TASK TO COMPLETE: Print out the data below with every line intact.
──────── STORED DATA
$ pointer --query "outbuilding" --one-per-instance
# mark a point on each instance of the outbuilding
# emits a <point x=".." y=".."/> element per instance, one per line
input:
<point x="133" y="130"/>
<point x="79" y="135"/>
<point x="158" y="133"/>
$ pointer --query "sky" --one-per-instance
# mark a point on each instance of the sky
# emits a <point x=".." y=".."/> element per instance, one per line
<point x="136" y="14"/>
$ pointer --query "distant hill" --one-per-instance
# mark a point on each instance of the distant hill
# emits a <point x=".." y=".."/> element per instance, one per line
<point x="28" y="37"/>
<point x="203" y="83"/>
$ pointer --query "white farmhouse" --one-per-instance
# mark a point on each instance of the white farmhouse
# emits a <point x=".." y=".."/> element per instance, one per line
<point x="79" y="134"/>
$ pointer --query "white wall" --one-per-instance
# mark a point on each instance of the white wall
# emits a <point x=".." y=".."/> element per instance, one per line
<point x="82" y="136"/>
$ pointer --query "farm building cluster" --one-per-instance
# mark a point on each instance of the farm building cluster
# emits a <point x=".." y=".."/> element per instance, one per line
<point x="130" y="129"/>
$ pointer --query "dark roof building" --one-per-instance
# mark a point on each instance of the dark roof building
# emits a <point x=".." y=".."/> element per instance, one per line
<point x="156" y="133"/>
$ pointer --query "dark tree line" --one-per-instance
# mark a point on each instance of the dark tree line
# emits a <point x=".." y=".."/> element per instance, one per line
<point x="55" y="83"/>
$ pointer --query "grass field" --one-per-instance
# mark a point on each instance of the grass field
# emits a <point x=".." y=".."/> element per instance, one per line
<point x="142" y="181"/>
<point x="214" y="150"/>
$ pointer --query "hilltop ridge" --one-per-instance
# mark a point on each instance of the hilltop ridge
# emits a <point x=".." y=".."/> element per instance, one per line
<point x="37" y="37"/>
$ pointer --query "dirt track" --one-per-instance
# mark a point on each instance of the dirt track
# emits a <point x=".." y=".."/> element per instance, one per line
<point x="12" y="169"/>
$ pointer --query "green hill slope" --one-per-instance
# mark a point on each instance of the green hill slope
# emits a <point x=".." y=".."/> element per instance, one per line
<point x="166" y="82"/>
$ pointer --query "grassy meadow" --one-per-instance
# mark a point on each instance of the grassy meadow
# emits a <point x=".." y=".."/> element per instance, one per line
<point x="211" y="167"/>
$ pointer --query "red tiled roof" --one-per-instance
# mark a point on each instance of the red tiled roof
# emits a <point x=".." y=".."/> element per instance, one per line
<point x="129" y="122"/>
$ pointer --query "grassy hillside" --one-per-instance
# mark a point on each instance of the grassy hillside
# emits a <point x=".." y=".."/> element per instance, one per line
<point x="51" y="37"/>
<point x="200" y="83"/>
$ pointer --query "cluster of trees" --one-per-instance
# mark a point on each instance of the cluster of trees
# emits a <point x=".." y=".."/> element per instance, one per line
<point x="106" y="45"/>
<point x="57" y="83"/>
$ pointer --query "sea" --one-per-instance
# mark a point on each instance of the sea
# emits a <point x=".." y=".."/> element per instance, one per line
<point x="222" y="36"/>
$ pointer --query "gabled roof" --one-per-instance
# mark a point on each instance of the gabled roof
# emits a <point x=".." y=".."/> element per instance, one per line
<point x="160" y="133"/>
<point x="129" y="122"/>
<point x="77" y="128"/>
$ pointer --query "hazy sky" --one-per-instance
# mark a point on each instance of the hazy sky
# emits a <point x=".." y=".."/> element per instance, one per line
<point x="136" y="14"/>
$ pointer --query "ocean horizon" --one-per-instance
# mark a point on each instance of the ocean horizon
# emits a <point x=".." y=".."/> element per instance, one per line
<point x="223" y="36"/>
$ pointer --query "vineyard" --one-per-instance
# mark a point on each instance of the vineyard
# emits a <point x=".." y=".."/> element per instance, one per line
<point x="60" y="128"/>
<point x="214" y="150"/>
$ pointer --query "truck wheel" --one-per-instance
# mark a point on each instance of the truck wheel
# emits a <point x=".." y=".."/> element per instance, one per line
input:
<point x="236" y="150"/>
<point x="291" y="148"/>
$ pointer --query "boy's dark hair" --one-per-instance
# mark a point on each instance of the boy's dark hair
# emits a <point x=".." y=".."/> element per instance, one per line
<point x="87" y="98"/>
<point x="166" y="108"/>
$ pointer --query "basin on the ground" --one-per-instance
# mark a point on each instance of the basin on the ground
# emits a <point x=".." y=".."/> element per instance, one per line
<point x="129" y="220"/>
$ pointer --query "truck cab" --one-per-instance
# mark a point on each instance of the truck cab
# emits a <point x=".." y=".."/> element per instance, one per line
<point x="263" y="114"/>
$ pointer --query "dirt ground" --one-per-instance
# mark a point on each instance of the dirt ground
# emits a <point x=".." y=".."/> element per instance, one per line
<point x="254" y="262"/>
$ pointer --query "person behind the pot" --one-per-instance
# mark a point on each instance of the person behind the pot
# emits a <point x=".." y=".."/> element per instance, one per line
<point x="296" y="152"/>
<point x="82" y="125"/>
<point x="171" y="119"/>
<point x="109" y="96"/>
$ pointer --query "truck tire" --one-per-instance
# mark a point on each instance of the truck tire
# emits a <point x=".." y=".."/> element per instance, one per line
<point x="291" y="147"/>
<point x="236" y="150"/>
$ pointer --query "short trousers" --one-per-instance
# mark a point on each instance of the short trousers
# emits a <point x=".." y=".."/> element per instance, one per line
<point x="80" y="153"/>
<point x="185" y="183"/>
────────────────
TASK OUTPUT:
$ pointer --query "outbuilding" --one-per-instance
# mark a point on each instance of the outbuilding
# emits a <point x=".." y=".."/> element per instance, one per line
input:
<point x="133" y="130"/>
<point x="79" y="135"/>
<point x="158" y="133"/>
$ pointer --query "sky" --one-per-instance
# mark a point on each instance of the sky
# emits a <point x=".." y=".."/> element per instance, one per line
<point x="136" y="14"/>
$ pointer --query "distant hill" --one-per-instance
# mark a point on each instance of the distant hill
# emits a <point x=".." y=".."/> element per instance, one per line
<point x="28" y="37"/>
<point x="203" y="83"/>
$ pointer --query "white farmhouse" --one-per-instance
# mark a point on each instance of the white farmhouse
# emits a <point x=".." y=".."/> element per instance, one per line
<point x="79" y="134"/>
$ pointer --query "white wall" --one-per-instance
# mark a point on each instance of the white wall
# emits a <point x=".." y=".."/> element per instance, one per line
<point x="82" y="136"/>
$ pointer --query "farm building cluster" --one-per-instance
# mark a point on each instance of the farm building cluster
# emits a <point x=".." y=".."/> element per instance, one per line
<point x="130" y="129"/>
$ pointer --query "dark roof building" --one-per-instance
# mark a point on each instance of the dark roof building
# emits a <point x=".." y=".."/> element per instance, one per line
<point x="156" y="133"/>
$ pointer --query "dark tree line" --one-per-instance
# mark a point on each instance of the dark tree line
# emits a <point x=".." y=".."/> element per instance, one per line
<point x="55" y="83"/>
$ pointer --query "grass field" --one-per-instance
# mark a point on each instance of the grass field
# emits a <point x=".." y=".."/> element per instance, one per line
<point x="142" y="181"/>
<point x="214" y="150"/>
$ pointer --query "hilltop ridge" --one-per-instance
# mark a point on each instance of the hilltop ridge
# emits a <point x=".." y=".."/> element per instance, one per line
<point x="37" y="37"/>
$ pointer --query "dirt track" --one-per-instance
# mark a point on each instance of the dirt track
# emits a <point x=".." y=".."/> element per instance, one per line
<point x="12" y="169"/>
$ pointer --query "green hill slope" --one-per-instance
# mark a point on each instance of the green hill slope
# emits a <point x=".." y=".."/> element per instance, one per line
<point x="166" y="82"/>
$ pointer --query "grassy meadow" --one-per-instance
# mark a point on each instance of the grassy meadow
# emits a <point x=".." y=".."/> element per instance, one per line
<point x="211" y="167"/>
$ pointer --query "red tiled roof" --one-per-instance
# mark a point on each instance of the red tiled roof
# emits a <point x=".." y=".."/> element per instance, one per line
<point x="129" y="122"/>
$ pointer --query "grassy hillside" --one-per-instance
# mark a point on each instance of the grassy hillside
# emits a <point x=".." y=".."/> element per instance, one per line
<point x="51" y="37"/>
<point x="200" y="83"/>
$ pointer --query "cluster of trees" --one-per-instance
# mark a point on each instance of the cluster of trees
# emits a <point x=".." y=".."/> element per instance, one per line
<point x="106" y="45"/>
<point x="57" y="83"/>
$ pointer --query "sea" --one-per-instance
# mark a point on each instance of the sea
# emits a <point x=".." y=".."/> element per instance, one per line
<point x="222" y="36"/>
$ pointer --query "gabled roof" --one-per-instance
# mark a point on each instance of the gabled roof
# emits a <point x=".." y=".."/> element per instance, one per line
<point x="160" y="133"/>
<point x="129" y="122"/>
<point x="77" y="128"/>
$ pointer --query "hazy sky" --one-per-instance
# mark a point on each instance of the hazy sky
# emits a <point x=".." y=".."/> element per instance, one per line
<point x="136" y="14"/>
$ pointer --query "ocean horizon" --one-per-instance
# mark a point on each instance of the ocean horizon
# emits a <point x=".." y=".."/> element per instance, one per line
<point x="223" y="36"/>
$ pointer --query "vineyard" --one-per-instance
# mark a point on each instance of the vineyard
# emits a <point x=".." y=".."/> element per instance, one per line
<point x="60" y="128"/>
<point x="214" y="150"/>
$ pointer --query "truck wheel" --one-per-instance
# mark a point on each instance of the truck wheel
# emits a <point x=".." y=".."/> element per instance, one per line
input:
<point x="236" y="150"/>
<point x="291" y="148"/>
$ pointer --query "boy's dark hair" --one-per-instance
# mark a point on each instance of the boy's dark hair
# emits a <point x=".." y=".."/> element per instance, one per line
<point x="87" y="98"/>
<point x="166" y="108"/>
$ pointer --query "basin on the ground" --one-per-instance
# mark a point on each instance of the basin on the ground
# emits a <point x=".." y=".."/> element per instance, one per line
<point x="129" y="220"/>
$ pointer --query "truck cab" --one-per-instance
# mark a point on each instance of the truck cab
# emits a <point x=".." y=".."/> element per instance, one per line
<point x="263" y="114"/>
$ pointer --query "dirt ground" --one-per-instance
# mark a point on each instance of the dirt ground
# emits a <point x=".." y=".."/> element per instance, one per line
<point x="254" y="262"/>
$ pointer --query "person behind the pot" --one-per-instance
# mark a point on each instance of the person behind the pot
# emits a <point x=".." y=".."/> element per instance, one per line
<point x="296" y="152"/>
<point x="82" y="125"/>
<point x="171" y="119"/>
<point x="109" y="96"/>
$ pointer --query "truck tire" --one-per-instance
# mark a point on each instance of the truck tire
# emits a <point x=".." y=".."/> element per instance, one per line
<point x="291" y="147"/>
<point x="236" y="150"/>
$ pointer --query "short trousers" --one-per-instance
# mark a point on each instance of the short trousers
# emits a <point x=".." y=".."/> element per instance, one per line
<point x="80" y="153"/>
<point x="185" y="183"/>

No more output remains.